Collect every line in the records below that contains the string "stainless", and copy each one unchanged.

═══

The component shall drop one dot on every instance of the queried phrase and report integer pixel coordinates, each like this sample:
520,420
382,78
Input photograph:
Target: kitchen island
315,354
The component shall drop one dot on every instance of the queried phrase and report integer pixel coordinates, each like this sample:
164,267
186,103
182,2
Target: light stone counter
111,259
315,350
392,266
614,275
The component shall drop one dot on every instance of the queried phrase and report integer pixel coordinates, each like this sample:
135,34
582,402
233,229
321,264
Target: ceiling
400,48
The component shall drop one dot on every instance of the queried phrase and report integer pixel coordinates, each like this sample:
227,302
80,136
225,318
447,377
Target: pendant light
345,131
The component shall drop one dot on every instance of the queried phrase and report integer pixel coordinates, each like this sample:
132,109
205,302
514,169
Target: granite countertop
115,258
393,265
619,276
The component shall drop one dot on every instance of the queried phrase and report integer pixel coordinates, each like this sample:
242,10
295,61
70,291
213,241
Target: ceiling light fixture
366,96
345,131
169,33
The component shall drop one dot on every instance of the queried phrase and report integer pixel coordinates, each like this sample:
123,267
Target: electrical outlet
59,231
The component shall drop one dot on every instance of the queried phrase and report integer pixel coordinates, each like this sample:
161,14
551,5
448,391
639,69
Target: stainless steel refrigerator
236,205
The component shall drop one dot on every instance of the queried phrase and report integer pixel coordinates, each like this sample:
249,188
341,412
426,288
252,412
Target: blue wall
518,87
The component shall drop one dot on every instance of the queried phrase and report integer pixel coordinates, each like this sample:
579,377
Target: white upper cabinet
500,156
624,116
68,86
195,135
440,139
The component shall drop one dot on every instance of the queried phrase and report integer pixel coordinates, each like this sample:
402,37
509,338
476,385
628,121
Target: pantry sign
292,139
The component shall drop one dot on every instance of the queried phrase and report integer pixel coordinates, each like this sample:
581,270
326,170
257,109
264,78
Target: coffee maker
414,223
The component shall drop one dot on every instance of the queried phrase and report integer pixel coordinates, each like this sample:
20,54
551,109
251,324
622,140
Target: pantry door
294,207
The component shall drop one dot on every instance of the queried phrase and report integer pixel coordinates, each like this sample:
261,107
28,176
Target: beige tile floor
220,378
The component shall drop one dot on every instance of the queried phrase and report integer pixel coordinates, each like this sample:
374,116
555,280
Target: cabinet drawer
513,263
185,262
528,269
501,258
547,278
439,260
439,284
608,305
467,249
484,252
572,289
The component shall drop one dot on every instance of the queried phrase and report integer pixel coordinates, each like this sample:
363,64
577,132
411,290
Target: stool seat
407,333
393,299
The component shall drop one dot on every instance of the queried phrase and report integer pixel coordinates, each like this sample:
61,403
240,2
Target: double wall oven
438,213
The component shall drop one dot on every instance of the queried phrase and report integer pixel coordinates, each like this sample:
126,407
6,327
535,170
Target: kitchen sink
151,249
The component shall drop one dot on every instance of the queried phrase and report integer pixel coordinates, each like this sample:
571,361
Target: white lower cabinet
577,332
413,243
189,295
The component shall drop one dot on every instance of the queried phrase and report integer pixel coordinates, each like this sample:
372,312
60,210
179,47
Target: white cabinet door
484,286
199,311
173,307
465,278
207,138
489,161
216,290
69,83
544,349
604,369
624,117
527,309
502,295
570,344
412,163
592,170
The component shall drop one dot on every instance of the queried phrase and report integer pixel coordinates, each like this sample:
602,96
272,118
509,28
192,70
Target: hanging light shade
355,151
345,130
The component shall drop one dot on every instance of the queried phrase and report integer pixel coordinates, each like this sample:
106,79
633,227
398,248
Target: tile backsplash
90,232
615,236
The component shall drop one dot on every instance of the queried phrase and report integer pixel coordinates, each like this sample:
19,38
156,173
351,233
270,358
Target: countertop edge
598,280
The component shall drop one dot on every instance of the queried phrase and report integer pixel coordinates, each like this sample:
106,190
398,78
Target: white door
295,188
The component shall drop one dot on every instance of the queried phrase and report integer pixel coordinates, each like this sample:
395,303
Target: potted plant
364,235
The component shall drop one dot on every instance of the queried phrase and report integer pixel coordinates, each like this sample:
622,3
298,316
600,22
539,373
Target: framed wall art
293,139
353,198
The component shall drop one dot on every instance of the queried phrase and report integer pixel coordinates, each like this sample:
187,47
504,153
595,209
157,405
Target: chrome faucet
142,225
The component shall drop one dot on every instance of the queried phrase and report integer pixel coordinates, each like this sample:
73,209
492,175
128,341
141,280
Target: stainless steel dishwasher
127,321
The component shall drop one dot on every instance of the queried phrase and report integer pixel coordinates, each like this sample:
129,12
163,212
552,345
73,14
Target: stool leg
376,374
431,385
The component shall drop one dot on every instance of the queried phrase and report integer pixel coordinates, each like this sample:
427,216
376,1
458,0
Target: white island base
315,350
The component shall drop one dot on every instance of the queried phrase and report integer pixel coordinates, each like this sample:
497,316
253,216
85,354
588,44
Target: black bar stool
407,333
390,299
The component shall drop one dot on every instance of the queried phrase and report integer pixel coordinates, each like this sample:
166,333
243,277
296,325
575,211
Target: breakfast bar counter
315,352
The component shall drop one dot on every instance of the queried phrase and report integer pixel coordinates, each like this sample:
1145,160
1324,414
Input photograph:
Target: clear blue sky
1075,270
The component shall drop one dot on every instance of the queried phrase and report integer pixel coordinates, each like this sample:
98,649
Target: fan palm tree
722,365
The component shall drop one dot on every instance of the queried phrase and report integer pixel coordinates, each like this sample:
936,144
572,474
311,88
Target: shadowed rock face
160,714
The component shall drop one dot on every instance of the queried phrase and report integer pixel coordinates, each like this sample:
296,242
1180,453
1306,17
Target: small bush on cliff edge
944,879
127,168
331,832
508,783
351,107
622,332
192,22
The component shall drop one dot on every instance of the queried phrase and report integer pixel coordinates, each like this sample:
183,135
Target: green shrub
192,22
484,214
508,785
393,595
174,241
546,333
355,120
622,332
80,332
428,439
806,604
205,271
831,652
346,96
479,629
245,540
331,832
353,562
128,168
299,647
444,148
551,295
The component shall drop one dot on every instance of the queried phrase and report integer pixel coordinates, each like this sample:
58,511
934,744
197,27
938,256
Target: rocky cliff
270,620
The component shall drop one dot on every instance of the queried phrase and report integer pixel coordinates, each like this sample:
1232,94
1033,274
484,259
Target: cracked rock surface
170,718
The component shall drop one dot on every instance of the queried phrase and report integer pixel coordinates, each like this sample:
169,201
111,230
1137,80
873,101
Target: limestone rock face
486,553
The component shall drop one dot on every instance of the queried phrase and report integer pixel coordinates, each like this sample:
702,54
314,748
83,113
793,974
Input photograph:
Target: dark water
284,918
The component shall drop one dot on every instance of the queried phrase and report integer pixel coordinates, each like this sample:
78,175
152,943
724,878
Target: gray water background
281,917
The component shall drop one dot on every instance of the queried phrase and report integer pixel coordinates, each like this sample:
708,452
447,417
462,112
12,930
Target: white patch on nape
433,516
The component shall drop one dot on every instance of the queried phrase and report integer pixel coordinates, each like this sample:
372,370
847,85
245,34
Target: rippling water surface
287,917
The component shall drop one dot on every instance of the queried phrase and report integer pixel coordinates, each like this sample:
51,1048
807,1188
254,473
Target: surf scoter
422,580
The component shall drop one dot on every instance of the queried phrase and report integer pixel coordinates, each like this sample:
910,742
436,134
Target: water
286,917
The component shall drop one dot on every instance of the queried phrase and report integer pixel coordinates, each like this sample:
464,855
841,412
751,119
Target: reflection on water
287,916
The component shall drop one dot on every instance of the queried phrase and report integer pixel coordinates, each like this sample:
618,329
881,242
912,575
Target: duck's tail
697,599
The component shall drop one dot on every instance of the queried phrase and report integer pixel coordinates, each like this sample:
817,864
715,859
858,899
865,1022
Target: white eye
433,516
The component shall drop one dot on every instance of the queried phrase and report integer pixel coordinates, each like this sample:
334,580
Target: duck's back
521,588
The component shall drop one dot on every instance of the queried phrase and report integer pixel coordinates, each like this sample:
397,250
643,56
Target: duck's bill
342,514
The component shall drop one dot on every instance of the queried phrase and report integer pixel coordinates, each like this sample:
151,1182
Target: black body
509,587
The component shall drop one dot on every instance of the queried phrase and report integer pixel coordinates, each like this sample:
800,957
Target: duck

═══

- _Exercise answer_:
Target: stainless steel refrigerator
Target: stainless steel dishwasher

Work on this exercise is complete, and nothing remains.